## SUPPLIED TEXT
When the pandemic hit Newport, Rhode Island, Mark Aramli knew he had to give back. BedJet, the sleep technology company he founded there, was thriving. The city he loved was not. Restaurant workers lost shifts. Hotels sat empty. The seasonal economy that Newport depends on had simply stopped. “We realized we were doing very well during a time when a lot of people were suffering,” said Aramli. “And the right thing to do was to give back.”
That decision became the Aramli Foundation. Since 2020, BedJet profits have funded more than $2.6 million in grants and endowments directed to local charities focused on food security, shelter, mental health, and education for underprivileged families and children who the Foundation describes as simply needing “a lift.” Nearly every dollar has stayed in the community surrounding BedJet’s Newport headquarters. The whole company has stood behind it, volunteering together at food kitchens and showing up for the organizations they support.
Amazon is a great place for new companies to launch a product and reach new customers at scale, cost effectively.
None of it, explained Aramli, would exist without an invention, a Kickstarter, and Amazon.
Aramli’s first job out of engineering school was working for the company that designed and built spacesuits for NASA, where he helped support the climate systems that kept astronauts comfortable in the most hostile environment in the universe. As a chronic hot sleeper, he wondered why couldn’t beds have a climate system of their own. He held onto that idea for more than a decade, then in 2013, he built the first prototype on his kitchen table cobbling together parts from a broken hand dryer and electronic parts ordered from Amazon.
To get the company off the ground, Aramli emptied his life savings, maxed out his credit cards, and mortgaged his house and his mother’s house. A successful Kickstarter campaign in 2015 gave him the runway to start shipping. The same year, he built his own website and launched in Amazon’s store. Amazon, he said, was “a better cost of customer acquisition than any other sales channel.”
Many customers these days want to know more about your company and the other products you have to offer. Amazon’s Brand Store gives us a place to share that information with our customers.

## DATA FOR REVIEW
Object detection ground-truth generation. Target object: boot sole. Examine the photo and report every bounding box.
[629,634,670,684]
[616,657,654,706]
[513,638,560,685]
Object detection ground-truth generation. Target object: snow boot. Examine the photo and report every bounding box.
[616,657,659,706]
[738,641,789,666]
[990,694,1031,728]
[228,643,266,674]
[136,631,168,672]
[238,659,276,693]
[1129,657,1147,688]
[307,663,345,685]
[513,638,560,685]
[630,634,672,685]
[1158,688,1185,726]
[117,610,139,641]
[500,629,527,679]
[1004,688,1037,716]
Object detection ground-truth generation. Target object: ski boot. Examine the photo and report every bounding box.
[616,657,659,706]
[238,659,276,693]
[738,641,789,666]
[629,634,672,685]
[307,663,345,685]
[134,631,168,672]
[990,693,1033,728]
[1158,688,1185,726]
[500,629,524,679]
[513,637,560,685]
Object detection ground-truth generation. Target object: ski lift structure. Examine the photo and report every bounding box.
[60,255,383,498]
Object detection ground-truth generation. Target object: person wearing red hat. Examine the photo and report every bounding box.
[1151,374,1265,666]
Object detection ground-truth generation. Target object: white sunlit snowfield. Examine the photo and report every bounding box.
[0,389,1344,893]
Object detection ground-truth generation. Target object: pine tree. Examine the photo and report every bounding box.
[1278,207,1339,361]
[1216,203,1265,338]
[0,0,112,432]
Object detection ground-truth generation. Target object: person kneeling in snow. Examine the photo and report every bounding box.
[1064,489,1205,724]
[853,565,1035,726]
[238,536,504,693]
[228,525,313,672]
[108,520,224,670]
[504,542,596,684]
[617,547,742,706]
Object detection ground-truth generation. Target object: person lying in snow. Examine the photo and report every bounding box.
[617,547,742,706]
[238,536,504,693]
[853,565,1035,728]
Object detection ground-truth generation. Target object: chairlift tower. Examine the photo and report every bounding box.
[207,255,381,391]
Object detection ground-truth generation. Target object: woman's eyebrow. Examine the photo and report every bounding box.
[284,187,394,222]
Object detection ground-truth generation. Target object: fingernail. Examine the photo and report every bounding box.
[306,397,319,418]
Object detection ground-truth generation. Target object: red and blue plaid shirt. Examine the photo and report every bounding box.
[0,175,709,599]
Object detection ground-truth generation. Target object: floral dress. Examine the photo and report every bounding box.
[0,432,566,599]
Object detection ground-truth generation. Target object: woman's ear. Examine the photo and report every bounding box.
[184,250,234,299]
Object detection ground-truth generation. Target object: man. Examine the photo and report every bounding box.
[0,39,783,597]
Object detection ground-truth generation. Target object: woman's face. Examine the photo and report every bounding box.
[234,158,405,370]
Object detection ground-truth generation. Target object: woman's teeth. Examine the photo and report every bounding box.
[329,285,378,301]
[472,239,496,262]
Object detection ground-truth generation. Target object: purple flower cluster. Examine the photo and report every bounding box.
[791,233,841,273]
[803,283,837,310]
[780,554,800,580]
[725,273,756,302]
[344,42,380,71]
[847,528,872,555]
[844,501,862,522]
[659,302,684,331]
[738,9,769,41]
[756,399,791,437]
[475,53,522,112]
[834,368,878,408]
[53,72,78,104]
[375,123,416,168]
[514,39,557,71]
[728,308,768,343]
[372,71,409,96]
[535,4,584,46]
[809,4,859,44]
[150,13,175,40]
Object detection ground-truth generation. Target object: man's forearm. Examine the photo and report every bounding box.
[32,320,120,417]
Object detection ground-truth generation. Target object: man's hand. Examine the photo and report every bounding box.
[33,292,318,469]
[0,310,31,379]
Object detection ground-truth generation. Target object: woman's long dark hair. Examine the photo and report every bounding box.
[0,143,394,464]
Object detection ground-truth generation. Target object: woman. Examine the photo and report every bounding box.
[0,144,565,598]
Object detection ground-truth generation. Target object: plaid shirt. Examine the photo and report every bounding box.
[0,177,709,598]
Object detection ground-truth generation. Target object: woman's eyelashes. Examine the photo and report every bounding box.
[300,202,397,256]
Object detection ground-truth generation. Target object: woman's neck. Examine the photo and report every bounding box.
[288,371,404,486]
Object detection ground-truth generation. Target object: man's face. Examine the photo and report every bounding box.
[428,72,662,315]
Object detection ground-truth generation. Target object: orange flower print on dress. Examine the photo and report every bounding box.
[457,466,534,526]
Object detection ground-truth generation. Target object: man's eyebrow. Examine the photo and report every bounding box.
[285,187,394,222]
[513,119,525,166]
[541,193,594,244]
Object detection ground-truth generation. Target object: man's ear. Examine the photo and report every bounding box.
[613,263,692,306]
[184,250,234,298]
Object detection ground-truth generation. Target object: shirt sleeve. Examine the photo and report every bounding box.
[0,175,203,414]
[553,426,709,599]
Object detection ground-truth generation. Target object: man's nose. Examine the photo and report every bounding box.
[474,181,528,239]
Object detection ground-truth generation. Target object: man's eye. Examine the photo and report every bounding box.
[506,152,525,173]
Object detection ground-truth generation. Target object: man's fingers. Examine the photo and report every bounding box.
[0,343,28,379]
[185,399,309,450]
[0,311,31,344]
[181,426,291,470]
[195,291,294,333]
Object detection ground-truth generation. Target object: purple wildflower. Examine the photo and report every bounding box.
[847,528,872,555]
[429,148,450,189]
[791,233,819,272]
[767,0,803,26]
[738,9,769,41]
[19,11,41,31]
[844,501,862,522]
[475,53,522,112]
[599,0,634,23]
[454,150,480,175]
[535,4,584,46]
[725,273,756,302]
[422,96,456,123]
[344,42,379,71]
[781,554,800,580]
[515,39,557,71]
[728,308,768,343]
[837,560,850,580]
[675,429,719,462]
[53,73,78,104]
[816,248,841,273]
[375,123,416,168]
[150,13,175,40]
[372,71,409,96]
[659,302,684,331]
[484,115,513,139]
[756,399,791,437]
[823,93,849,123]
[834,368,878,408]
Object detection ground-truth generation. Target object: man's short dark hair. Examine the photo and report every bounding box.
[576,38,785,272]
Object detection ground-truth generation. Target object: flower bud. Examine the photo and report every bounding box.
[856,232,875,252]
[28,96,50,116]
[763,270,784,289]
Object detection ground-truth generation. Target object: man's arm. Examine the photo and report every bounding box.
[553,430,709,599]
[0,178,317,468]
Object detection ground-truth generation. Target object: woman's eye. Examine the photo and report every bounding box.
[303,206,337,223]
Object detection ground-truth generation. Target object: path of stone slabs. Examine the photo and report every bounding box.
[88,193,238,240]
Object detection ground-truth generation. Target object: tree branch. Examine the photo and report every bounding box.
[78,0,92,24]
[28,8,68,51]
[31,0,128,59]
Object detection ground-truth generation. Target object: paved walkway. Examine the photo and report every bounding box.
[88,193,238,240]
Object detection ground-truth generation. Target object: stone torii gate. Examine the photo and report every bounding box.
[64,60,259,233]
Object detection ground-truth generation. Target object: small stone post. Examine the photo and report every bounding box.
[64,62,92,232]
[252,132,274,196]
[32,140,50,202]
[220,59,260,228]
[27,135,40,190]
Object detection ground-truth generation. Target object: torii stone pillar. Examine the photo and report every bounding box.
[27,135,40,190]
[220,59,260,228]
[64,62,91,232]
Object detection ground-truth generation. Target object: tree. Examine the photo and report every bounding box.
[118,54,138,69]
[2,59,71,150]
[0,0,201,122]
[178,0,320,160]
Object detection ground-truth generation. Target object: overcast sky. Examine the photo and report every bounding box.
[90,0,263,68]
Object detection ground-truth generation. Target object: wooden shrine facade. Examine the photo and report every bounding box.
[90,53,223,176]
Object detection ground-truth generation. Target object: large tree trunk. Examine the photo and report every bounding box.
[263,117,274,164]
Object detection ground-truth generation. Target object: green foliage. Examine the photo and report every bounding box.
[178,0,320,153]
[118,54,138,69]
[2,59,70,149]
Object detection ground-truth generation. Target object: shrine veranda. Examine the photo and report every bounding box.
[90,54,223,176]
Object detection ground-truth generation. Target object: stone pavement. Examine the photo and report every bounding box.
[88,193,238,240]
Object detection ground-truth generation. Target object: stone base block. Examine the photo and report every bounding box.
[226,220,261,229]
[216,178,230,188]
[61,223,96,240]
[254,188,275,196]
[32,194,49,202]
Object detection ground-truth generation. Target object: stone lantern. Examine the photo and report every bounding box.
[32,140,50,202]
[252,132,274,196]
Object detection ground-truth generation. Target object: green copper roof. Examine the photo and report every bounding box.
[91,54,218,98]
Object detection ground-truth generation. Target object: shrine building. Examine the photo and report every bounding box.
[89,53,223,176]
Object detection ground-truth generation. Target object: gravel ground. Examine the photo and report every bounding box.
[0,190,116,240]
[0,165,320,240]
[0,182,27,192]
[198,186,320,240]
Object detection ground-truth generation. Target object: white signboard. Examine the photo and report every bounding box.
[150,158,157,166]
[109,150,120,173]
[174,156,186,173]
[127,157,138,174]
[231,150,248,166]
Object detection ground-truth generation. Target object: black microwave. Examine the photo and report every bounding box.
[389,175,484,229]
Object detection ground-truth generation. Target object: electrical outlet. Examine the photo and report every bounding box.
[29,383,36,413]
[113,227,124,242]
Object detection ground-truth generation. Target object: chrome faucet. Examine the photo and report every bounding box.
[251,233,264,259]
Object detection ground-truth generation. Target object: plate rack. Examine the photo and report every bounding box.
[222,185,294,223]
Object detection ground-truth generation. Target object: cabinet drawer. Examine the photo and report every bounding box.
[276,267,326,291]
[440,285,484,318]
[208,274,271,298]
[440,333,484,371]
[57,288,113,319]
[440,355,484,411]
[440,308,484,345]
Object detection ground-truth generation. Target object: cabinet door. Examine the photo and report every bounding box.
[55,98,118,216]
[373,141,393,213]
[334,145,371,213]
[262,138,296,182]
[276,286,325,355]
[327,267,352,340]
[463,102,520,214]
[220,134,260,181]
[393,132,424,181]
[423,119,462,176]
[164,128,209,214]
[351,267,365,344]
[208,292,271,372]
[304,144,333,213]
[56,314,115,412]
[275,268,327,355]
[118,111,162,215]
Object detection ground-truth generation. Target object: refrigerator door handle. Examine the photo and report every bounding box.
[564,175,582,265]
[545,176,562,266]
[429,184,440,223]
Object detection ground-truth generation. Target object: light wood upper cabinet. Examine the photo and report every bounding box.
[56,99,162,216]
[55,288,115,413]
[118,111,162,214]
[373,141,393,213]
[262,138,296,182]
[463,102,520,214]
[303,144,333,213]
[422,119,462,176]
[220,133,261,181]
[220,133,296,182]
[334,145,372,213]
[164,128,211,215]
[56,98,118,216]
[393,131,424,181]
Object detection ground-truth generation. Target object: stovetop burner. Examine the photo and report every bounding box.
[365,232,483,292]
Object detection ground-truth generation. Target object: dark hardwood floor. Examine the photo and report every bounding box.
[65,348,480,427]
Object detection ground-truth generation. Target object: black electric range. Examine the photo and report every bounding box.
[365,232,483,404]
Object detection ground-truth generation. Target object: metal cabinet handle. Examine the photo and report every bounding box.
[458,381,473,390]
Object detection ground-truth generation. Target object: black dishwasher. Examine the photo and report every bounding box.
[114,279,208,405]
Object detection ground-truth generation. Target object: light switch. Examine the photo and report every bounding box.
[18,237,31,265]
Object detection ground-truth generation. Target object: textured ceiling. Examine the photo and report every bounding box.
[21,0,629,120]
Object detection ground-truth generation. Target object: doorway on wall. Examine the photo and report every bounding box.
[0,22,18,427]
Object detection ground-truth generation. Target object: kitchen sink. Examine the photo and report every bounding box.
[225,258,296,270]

## ACTION ITEM
Resume the article about BedJet founder Mark Aramli and his foundation, picking up right after its final sentence.

## RESPONSE TO THIS EXERCISE
Sellers in Amazon’s store can choose how they fulfill orders, and for Aramli that choice mattered. He started with Fulfillment by Merchant (FBM), which allowed his team to manage inventory and ship directly from his own warehouse. Later, he added Fulfillment by Amazon (FBA), which lets him outsource order fulfillment to Amazon and offer his customers free, two-day shipping through Prime. A hybrid of the two turned out to be the right fit, using FBA for his highest-volume products and FBM for lower-volume accessories, balancing the pros of each. “We found that to be of tremendous value in terms of getting products to the customer quickly and making our logistics as a growing company much easier,” he said. Gen AI-powered A+ Content and his Brand Store page on Amazon became his storytelling tools, a place to show customers who BedJet is, at scale.
The company employs dozens of local Newport residents, each of whom holds equity in the company.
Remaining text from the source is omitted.